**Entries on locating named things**
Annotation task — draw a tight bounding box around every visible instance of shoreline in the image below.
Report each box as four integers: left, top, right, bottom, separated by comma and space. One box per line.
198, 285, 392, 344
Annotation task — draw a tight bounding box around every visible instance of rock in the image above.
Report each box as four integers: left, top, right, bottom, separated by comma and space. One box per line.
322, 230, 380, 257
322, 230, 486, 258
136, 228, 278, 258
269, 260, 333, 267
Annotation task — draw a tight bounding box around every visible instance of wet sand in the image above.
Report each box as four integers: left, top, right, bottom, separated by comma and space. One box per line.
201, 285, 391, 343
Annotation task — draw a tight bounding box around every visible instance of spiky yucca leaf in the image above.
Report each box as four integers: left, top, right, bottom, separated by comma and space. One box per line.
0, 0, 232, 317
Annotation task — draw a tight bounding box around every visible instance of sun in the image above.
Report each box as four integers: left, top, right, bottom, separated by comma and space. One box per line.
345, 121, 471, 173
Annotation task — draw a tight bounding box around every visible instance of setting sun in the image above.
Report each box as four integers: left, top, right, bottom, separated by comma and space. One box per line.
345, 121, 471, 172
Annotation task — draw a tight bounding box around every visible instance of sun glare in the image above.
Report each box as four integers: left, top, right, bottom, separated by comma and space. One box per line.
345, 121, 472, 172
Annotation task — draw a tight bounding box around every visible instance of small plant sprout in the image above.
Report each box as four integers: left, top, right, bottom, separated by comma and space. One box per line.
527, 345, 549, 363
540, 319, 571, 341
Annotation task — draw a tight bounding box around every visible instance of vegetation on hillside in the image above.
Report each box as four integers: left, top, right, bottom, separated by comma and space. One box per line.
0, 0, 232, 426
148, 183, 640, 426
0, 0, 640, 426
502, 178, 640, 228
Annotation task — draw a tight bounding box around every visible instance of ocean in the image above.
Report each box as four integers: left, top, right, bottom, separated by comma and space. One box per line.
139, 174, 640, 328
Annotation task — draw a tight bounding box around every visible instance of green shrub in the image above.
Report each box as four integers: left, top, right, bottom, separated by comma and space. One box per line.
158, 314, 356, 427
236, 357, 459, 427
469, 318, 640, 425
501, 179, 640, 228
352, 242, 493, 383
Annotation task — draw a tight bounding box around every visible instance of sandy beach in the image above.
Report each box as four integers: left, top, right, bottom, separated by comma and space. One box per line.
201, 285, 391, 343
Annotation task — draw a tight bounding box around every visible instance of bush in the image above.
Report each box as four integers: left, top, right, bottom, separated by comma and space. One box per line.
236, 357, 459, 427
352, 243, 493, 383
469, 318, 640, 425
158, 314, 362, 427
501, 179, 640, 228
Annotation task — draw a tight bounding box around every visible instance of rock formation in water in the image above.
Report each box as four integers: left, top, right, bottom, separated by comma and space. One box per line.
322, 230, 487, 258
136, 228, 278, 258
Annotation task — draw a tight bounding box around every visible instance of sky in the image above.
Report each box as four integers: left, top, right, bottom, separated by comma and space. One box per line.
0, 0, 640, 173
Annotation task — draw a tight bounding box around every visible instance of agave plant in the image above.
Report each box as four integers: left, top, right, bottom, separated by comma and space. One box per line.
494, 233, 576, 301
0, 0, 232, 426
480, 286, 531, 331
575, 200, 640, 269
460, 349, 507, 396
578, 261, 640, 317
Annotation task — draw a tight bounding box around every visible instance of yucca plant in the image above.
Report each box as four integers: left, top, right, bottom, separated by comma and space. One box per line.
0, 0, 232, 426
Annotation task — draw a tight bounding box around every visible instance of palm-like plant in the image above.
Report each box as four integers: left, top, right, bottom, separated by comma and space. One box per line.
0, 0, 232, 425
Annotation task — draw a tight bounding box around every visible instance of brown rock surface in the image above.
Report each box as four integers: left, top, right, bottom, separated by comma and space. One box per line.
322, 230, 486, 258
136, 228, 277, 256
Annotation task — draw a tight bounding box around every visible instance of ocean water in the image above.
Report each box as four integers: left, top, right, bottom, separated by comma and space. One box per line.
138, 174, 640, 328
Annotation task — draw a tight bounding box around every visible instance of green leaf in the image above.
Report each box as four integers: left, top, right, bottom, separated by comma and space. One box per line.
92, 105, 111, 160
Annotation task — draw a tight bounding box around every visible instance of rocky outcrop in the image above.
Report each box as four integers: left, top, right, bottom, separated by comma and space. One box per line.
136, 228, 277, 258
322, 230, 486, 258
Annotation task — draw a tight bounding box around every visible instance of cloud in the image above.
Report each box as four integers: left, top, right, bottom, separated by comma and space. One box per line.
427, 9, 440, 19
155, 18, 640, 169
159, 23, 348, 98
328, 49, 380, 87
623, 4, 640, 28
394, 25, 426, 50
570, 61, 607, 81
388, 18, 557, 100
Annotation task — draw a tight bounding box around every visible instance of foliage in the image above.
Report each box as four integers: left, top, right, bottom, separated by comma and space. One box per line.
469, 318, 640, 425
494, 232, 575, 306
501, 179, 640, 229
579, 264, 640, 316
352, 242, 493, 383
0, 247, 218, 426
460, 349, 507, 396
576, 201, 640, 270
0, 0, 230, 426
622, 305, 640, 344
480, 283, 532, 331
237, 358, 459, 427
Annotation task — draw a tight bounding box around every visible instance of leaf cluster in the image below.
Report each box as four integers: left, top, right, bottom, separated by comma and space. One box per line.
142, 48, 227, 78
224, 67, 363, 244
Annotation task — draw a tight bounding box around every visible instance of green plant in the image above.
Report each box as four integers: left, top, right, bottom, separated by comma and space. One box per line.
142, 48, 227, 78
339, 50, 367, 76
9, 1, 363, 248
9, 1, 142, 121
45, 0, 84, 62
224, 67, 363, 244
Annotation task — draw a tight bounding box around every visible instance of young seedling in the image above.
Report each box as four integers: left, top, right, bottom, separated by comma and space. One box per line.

**Written instruction**
Count the lines of the data that contain the string "leaf" and give only the number.

**Expected output**
3